Return the entries word for word, from the line containing "Phrase: black leather glove" through the end of the entries, and leave the pictures out of your answer.

##### DATA TO USE #####

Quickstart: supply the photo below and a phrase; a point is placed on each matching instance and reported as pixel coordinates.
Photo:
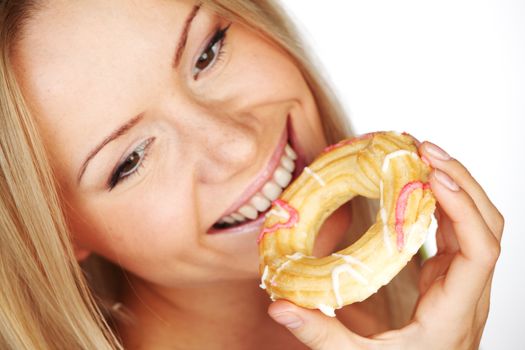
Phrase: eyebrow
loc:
(123, 129)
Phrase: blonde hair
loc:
(45, 301)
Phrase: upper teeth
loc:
(270, 191)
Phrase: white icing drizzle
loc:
(335, 280)
(315, 176)
(386, 232)
(352, 260)
(326, 309)
(381, 200)
(279, 269)
(295, 256)
(398, 153)
(264, 276)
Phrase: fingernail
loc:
(446, 180)
(436, 151)
(288, 320)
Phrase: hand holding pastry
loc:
(454, 285)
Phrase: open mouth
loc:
(284, 166)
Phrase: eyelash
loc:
(116, 175)
(217, 38)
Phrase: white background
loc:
(452, 72)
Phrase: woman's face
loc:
(161, 119)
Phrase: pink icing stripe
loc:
(348, 142)
(401, 206)
(293, 218)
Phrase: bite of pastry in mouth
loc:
(249, 210)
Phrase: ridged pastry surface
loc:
(382, 165)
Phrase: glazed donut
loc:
(382, 165)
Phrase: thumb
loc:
(317, 331)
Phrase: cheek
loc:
(135, 233)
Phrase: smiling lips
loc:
(267, 192)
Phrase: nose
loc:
(224, 144)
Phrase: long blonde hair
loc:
(45, 301)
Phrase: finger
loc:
(448, 242)
(439, 159)
(479, 249)
(432, 269)
(315, 330)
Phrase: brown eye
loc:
(212, 52)
(130, 164)
(206, 58)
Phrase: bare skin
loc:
(207, 129)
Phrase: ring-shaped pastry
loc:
(382, 165)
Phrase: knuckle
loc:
(499, 222)
(491, 253)
(317, 340)
(460, 170)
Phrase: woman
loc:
(151, 134)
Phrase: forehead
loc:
(84, 65)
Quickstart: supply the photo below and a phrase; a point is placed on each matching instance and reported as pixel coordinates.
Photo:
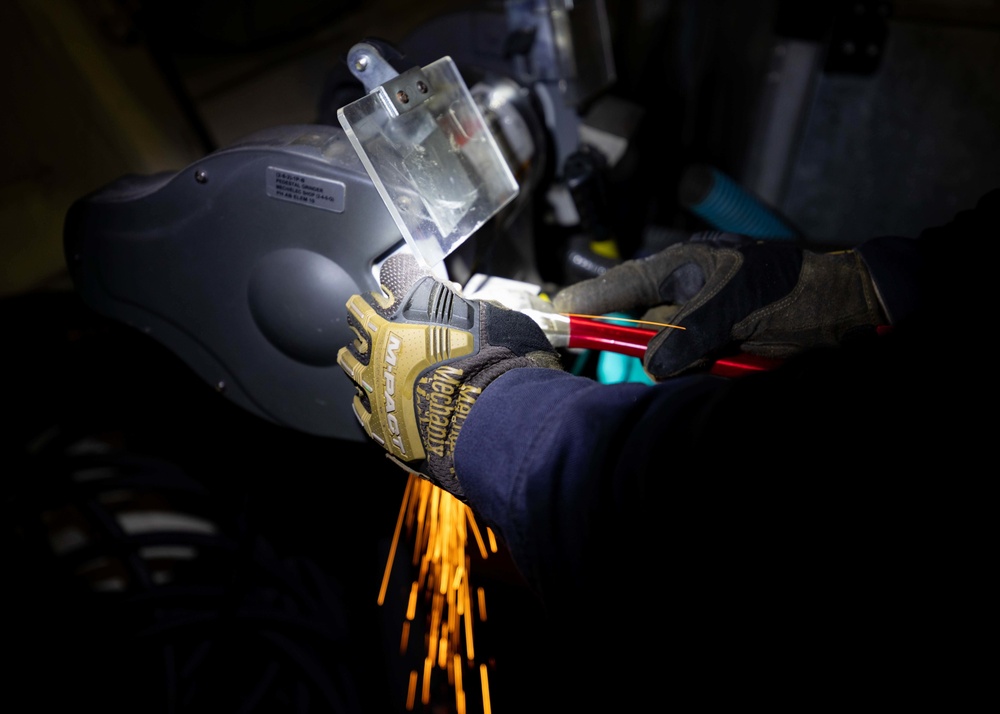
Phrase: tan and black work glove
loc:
(421, 357)
(731, 293)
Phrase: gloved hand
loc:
(729, 291)
(420, 359)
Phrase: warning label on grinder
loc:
(305, 190)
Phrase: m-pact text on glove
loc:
(391, 349)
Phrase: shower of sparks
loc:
(440, 526)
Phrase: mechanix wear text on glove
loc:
(421, 356)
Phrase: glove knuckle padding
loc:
(629, 285)
(703, 314)
(832, 297)
(429, 355)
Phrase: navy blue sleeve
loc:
(560, 466)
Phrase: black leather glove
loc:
(421, 357)
(731, 292)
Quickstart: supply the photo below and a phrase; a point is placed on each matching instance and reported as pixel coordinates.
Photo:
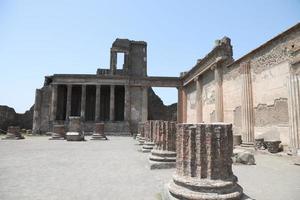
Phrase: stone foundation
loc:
(58, 132)
(204, 165)
(75, 133)
(13, 133)
(163, 155)
(99, 132)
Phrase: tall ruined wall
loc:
(269, 68)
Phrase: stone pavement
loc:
(38, 168)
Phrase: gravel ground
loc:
(38, 168)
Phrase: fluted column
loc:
(53, 102)
(219, 92)
(112, 103)
(247, 106)
(36, 112)
(97, 109)
(294, 111)
(69, 100)
(127, 103)
(203, 163)
(179, 105)
(199, 114)
(144, 104)
(83, 102)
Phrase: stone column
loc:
(53, 103)
(183, 106)
(113, 61)
(36, 125)
(294, 112)
(97, 109)
(219, 92)
(69, 100)
(83, 101)
(144, 104)
(203, 163)
(112, 103)
(163, 155)
(247, 106)
(127, 103)
(179, 105)
(199, 100)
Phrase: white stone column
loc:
(219, 92)
(247, 106)
(36, 112)
(179, 105)
(127, 103)
(144, 104)
(112, 103)
(294, 111)
(97, 104)
(69, 100)
(83, 102)
(199, 100)
(53, 102)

#####

### EXERCISE ANSWER
Phrase: black leather glove
loc:
(421, 357)
(731, 292)
Quickstart: supply the photo below and a phrase; a point is placed on each matching instance and reported as pixel coordinates.
Photo:
Phrase: stone foundation
loc:
(58, 132)
(204, 165)
(75, 133)
(13, 133)
(163, 155)
(99, 132)
Phrase: tall ruined wall
loc:
(269, 68)
Phrase: stone pavement
loc:
(38, 168)
Phrase: gravel ground
loc:
(38, 168)
Phrase: fluted column
loc:
(53, 102)
(219, 92)
(112, 103)
(247, 106)
(36, 112)
(97, 109)
(294, 111)
(69, 100)
(127, 103)
(203, 163)
(179, 105)
(199, 114)
(144, 104)
(83, 102)
Phrase: stone column
loc:
(53, 103)
(183, 106)
(113, 61)
(36, 125)
(294, 112)
(97, 109)
(219, 92)
(69, 100)
(83, 101)
(144, 104)
(203, 163)
(112, 103)
(163, 155)
(247, 106)
(127, 103)
(179, 105)
(199, 100)
Phrase: white stone column
loc:
(219, 92)
(247, 106)
(36, 112)
(179, 105)
(127, 103)
(144, 104)
(112, 103)
(294, 111)
(97, 104)
(69, 100)
(83, 102)
(199, 100)
(53, 102)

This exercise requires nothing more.